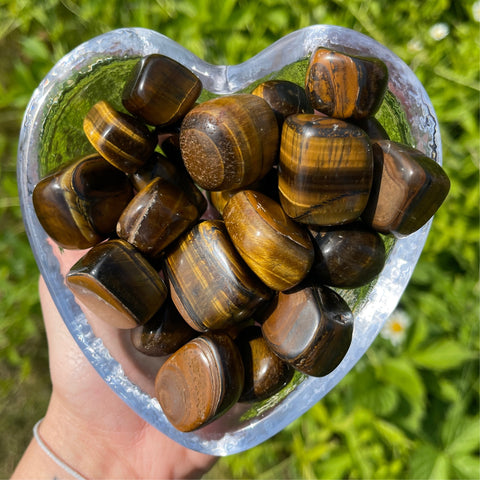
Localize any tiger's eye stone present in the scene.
[235,325,294,402]
[180,94,279,190]
[353,117,390,143]
[130,298,198,357]
[305,48,388,119]
[262,285,353,377]
[122,54,202,125]
[362,140,450,237]
[130,152,207,215]
[310,222,385,288]
[223,190,314,290]
[155,333,244,432]
[66,239,167,328]
[32,154,133,249]
[117,177,200,258]
[83,100,158,173]
[252,80,313,129]
[278,114,373,226]
[165,220,271,331]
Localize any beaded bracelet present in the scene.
[33,418,87,480]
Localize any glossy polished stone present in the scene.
[305,48,388,119]
[83,100,158,173]
[235,325,294,402]
[155,333,244,432]
[223,190,314,290]
[130,152,207,215]
[362,140,450,237]
[310,222,386,288]
[66,240,167,328]
[32,154,133,249]
[165,220,271,331]
[354,117,390,142]
[262,285,353,377]
[117,177,200,258]
[180,94,279,190]
[130,298,198,357]
[122,54,202,126]
[278,114,373,226]
[252,80,313,129]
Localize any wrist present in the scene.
[38,393,126,479]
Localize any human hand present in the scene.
[13,249,216,479]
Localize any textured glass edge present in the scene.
[18,25,441,455]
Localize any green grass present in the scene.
[0,0,480,479]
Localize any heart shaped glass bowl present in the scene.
[18,25,441,455]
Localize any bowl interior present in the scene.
[18,25,441,455]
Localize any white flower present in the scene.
[428,22,450,41]
[472,0,480,22]
[380,309,411,346]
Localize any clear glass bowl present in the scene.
[18,25,441,455]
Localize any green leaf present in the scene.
[376,357,425,404]
[452,455,480,479]
[411,338,478,371]
[446,417,480,457]
[409,443,440,480]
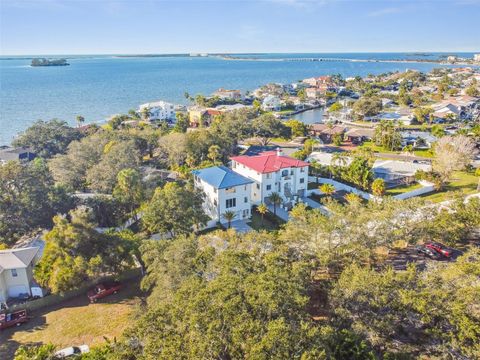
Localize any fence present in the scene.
[394,181,435,200]
[4,268,142,312]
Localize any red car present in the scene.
[87,281,122,303]
[0,310,28,330]
[425,241,453,258]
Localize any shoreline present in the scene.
[216,55,480,67]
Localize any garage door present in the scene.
[8,285,28,298]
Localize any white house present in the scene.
[0,247,39,302]
[192,166,253,227]
[262,95,281,111]
[232,150,309,205]
[138,101,176,122]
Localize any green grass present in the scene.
[248,208,285,231]
[422,171,478,202]
[0,279,142,359]
[385,183,422,196]
[359,141,433,158]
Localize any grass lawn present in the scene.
[248,208,285,231]
[385,183,422,196]
[422,171,478,202]
[359,141,433,158]
[0,279,141,359]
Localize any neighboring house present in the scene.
[192,166,253,227]
[345,128,375,145]
[0,247,39,302]
[305,87,322,99]
[372,160,432,186]
[188,106,223,128]
[0,146,36,165]
[231,149,309,205]
[138,101,176,122]
[307,152,432,186]
[309,124,346,144]
[401,131,437,149]
[262,95,281,111]
[212,88,242,100]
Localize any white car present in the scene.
[55,345,90,357]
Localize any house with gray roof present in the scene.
[192,166,253,227]
[0,247,39,302]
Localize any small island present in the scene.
[30,58,70,66]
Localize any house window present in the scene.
[225,198,237,209]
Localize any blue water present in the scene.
[0,53,473,144]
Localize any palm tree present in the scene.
[268,192,282,216]
[372,178,385,196]
[257,203,268,225]
[222,210,237,229]
[207,145,220,164]
[318,184,335,196]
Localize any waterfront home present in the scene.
[231,149,309,205]
[302,76,335,88]
[262,95,282,111]
[401,131,437,149]
[212,88,242,100]
[0,247,39,303]
[345,128,375,145]
[309,124,347,144]
[305,87,322,99]
[0,146,36,165]
[138,101,176,122]
[188,106,222,128]
[192,166,253,227]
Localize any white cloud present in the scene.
[368,7,402,17]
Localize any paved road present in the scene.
[374,153,432,162]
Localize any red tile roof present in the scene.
[232,151,309,174]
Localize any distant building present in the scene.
[232,150,309,205]
[212,88,242,100]
[138,101,176,122]
[192,166,253,227]
[0,146,36,165]
[0,247,39,302]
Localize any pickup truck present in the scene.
[0,310,28,330]
[87,281,122,303]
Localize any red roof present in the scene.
[232,151,310,174]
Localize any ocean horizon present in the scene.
[0,52,474,144]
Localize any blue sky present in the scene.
[0,0,480,55]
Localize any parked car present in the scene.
[425,241,453,258]
[55,345,90,358]
[87,281,122,303]
[415,245,442,260]
[0,310,28,330]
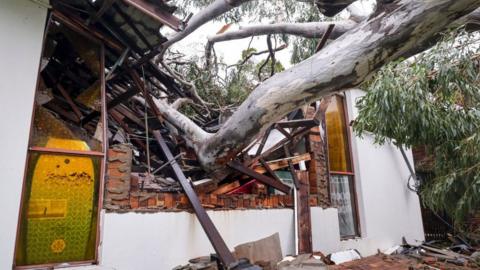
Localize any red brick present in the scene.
[130,196,139,209]
[147,197,157,208]
[165,193,175,209]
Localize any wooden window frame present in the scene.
[12,12,108,269]
[325,93,362,240]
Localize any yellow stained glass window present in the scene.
[16,152,100,265]
[15,19,105,269]
[325,95,352,172]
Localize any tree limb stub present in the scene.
[194,0,480,179]
[159,0,250,59]
[208,20,357,44]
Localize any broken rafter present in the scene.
[253,153,312,173]
[228,160,290,194]
[87,0,117,24]
[153,130,236,269]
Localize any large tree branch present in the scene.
[198,0,480,179]
[135,96,212,151]
[208,20,356,44]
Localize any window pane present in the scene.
[30,18,103,151]
[330,175,357,237]
[326,95,352,172]
[15,153,101,266]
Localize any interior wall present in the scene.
[0,0,47,269]
[324,90,424,255]
[96,90,424,269]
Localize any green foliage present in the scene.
[172,0,318,23]
[354,31,480,222]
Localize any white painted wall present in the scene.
[312,90,424,255]
[97,90,424,270]
[101,209,294,270]
[0,0,47,269]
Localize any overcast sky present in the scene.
[162,0,375,68]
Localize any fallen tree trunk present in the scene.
[157,0,480,181]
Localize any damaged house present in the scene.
[0,0,434,269]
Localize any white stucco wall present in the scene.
[101,209,294,270]
[97,90,423,270]
[0,0,47,269]
[320,90,424,254]
[0,4,423,270]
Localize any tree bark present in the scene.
[160,0,250,55]
[192,0,480,178]
[208,20,356,44]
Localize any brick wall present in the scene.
[104,145,326,212]
[306,106,331,208]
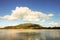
──────
> [PROBLEM DESCRIPTION]: Collect each line of the listing above that contains the word "brick".

> [RESULT]:
Localize any red brick present in the scene.
Localize any brick wall present in the scene.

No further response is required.